-- Task goal --
Begin at the line of the records below that contains "Can you spot the tree canopy" and stop after the line that contains "[[43, 176], [612, 210]]". Enter only those lines into a JSON list of strings, one string per line, leaving out any blank lines.

-- Record set --
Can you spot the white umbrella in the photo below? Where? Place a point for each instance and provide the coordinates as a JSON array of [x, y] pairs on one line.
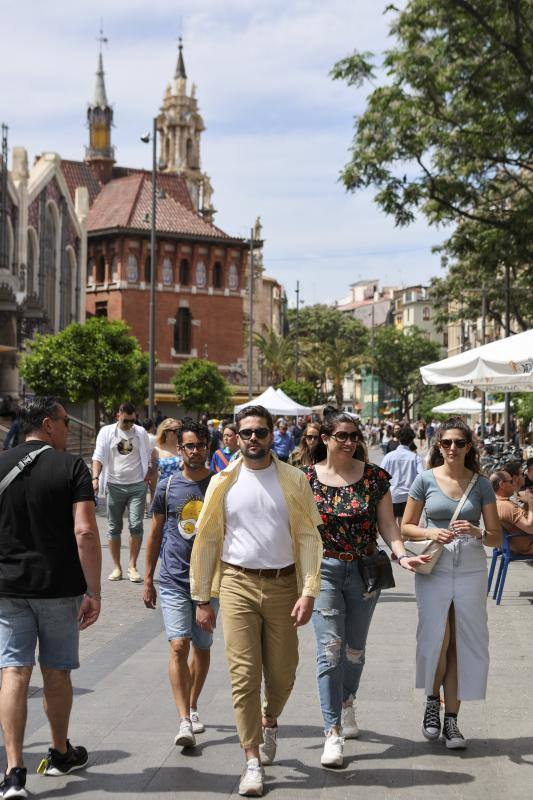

* * *

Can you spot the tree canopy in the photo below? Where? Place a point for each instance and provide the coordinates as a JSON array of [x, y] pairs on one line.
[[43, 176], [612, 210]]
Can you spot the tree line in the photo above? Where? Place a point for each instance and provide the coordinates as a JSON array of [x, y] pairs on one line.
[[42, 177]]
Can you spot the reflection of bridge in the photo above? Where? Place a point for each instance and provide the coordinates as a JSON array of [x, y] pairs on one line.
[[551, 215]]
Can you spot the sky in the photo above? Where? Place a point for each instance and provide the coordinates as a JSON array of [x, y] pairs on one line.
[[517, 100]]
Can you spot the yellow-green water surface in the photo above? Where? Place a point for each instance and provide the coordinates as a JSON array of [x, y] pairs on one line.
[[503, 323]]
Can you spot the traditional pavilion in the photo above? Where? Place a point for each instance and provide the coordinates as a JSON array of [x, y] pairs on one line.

---

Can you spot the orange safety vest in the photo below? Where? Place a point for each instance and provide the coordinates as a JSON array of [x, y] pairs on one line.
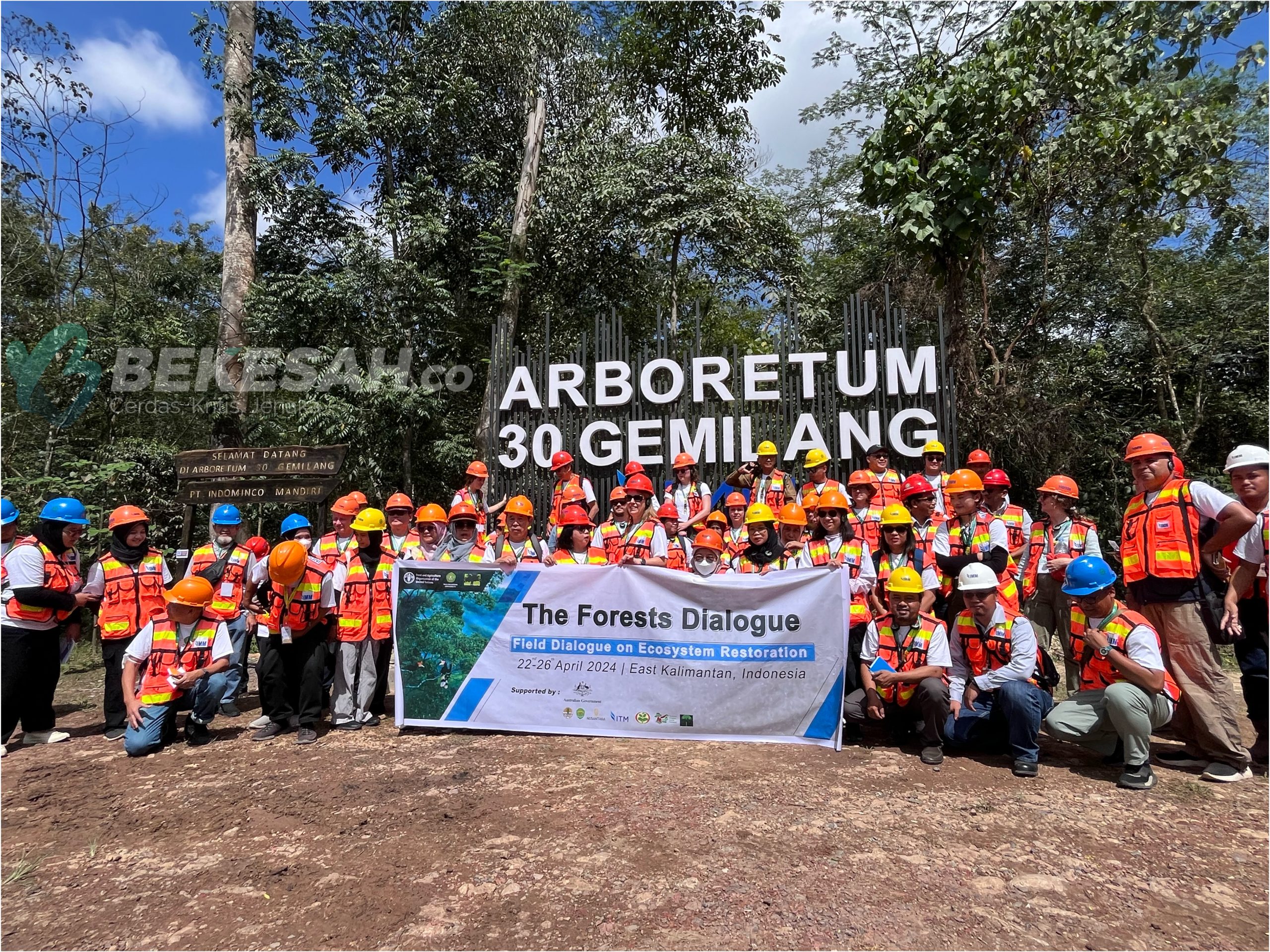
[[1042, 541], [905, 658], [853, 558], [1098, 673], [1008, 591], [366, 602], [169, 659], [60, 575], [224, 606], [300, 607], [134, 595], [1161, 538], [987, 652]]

-- Full answer --
[
  "Can you spot the tree canopy in the photo below? Where? Place a point for each instance and provide the coordinates as a JSON array of [x, y] pairs on one line.",
  "[[43, 176], [612, 210]]"
]